(Brief): Carry on the news article about the Michigan petition drive to add sexual orientation and gender identity to the state's civil rights law, picking up after its last sentence.
___ Passage to read
Organizers who announced the effort Tuesday hope to spur action by the Republican-led Legislature, whose leaders have cited religious freedom concerns in resisting similar legislation, or put the issue on the November ballot for voters to decide.
Petition language submitted to state election officials would expand the definition of “sex” in the Michigan Elliott-Larsen Civil Rights Act of 1976 to include “sexual orientation” and “gender identity or expression,” guaranteeing safeguards in housing, public accommodation and employment.
It’s an idea first proposed in 1983, and one supporters say has grown increasingly popular with the public following nationwide legalization of same-sex marriage in 2015.
“We just want to be judged on the job we do -- now who we are or who we love -- and we want to be treated equally in the eyes of government,” said Trevor Thomas, a co-chair of the new Fair and Equal Michigan ballot committee and board chair for Equality Michigan Action.
Current Michigan law prohibits discrimination on the basis of religion, race, color, national origin, age, sex, height, weight, familial status or marital status.
The initiative would expand and codify a 2018 interpretation from the Michigan Civil Rights Commission, which held that bias against gay and transgender residents is already illegal under a prohibition on “sex” discrimination.
If enacted, Michigan would join 21 other states with laws that explicitly prohibit discrimination based on sexual orientation and gender identity, according to the non-profit Movement Advancement Project.
Organizers will need to collect at least 340,047 valid voter signatures within 180 days to qualify for the 2020 ballot. But they’ll ask the Board of State Canvassers to approve the form of their petition before beginning circulation. That means they’ll likely start later this month in the heart of winter, which will likely complicate outdoor signature gathering efforts.
State lawmakers will still have “a chance to lead,” Thomas told Bridge Magazine in a phone interview.
If his group obtains enough signatures to initiate the legislation, lawmakers would have 40 days to adopt it or allow it to go to the ballot. That “keeps the power in their hands to do the right thing,” he said.
As of October, the Michigan Department of Civil Rights had opened 44 investigations into LGBT discrimination complaints since 2018. Fourteen had been resolved, including nine dismissed for insufficient evidence, two that resulted in a settlement agreement and others that were withdrawn or adjusted.
While business groups have pushed similar anti-discrimination proposals since at least 2014, GOP leaders in the state Legislature have not acted on their calls. The new initiative represents the most aggressive effort of its kind in the state.
Business leaders backing the petition drive include DTE Energy President and CEO Jerry Norcia, Consumers Energy President and CEO Patti Poppe, Herman Miller President and CEO Andi Owen, Whirlpool Corp. Vice President Jeff Noel and Dow Inc. CEO Jim Fitterling.
“Advancing the fair treatment of all people - regardless of their race, religion, disability, ethnicity, age, gender, sexual orientation, or gender identity - is a key component of retaining and growing a world-class, talented workforce,” Poppe said in a statement.
______
___ Data supplied
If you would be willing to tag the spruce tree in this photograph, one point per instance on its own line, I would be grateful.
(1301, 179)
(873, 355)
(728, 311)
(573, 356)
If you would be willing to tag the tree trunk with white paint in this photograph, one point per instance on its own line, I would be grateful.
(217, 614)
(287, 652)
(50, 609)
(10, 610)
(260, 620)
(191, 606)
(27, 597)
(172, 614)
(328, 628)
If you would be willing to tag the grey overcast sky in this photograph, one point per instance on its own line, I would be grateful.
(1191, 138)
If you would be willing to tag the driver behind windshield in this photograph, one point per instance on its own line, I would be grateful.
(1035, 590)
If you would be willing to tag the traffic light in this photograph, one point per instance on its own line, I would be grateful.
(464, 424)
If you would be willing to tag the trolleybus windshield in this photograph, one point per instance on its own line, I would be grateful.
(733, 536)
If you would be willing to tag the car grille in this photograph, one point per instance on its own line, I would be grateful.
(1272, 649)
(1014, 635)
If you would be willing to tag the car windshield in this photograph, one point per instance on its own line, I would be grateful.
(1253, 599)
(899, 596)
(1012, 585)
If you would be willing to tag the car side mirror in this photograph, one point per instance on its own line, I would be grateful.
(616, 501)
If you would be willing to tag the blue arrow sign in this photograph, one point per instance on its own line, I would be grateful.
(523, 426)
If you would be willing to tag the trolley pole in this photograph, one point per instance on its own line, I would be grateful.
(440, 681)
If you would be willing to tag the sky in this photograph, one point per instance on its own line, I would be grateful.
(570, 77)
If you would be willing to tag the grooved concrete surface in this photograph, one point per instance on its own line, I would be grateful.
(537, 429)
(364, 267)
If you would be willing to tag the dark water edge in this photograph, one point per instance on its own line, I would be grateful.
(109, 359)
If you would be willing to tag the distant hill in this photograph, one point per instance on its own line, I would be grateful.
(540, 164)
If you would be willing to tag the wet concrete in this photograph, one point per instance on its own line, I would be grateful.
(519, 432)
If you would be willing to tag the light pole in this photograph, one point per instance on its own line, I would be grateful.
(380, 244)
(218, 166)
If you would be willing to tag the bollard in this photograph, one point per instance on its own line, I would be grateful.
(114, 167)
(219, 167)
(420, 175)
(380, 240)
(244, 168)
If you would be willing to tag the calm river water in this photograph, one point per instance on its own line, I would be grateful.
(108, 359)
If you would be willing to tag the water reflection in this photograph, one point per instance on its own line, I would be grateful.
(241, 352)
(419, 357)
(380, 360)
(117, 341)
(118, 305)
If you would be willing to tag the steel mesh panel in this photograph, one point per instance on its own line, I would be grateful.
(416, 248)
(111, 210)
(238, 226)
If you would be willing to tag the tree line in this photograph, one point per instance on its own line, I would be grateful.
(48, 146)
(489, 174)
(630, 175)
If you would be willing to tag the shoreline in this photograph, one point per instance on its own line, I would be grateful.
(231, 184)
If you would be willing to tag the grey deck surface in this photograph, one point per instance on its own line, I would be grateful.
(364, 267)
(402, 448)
______
(Reply to the task):
“To stay competitive in today's economy, we need to be bold in our efforts to make our communities more welcoming to all. And efforts to expand Elliott-Larsen is also the right thing to do for our companies, our customers and Michigan.”
An “honorary leadership committee” announced Tuesday also features several Republicans, including former Rep. Mel Larsen, who co-sponsored the 44-year-old civil rights law the initiative would amend. Other GOP supporters include former state party chair Susy Avery, former House Speaker Rick Johnson, veteran adviser Richard McLellan and former U.S. Rep. Joe Schwarz, a moderate who left the Republican Party after serving in Congress and now identifies as a political independent.
Republican former Gov. Rick Snyder in 2014 urged the Legislature to consider updating the state’s civil rights law. His successor, Democratic Gov. Gretchen Whitmer, has championed LGBT rights legislation sponsored by Rep. Jon Hoadley of Kalamazoo and Sen. Jeremy Moss of Southfield.
But legislative leaders have been consistent in their opposition.
State Senate Majority Leader Mike Shirkey, R-Clarklake, has said any such proposal would be “heavily contested” in the Legislature. In 2015, shortly before the U.S. Supreme Court overturned Michigan’s gay marriage ban, he sponsored legislation that would have created a state-level Religious Freedom Restoration Act.
House Speaker Lee Chatfield, R-Levering, has questioned the need for LGBT anti-discrimination protections and won election in 2014 by defeating a Republican incumbent who had introduced gay rights legislation.
“I do not believe we can pass this law while still protecting religious freedom,” Chatfield said last year on WKAR-TV’s “Off The Record.”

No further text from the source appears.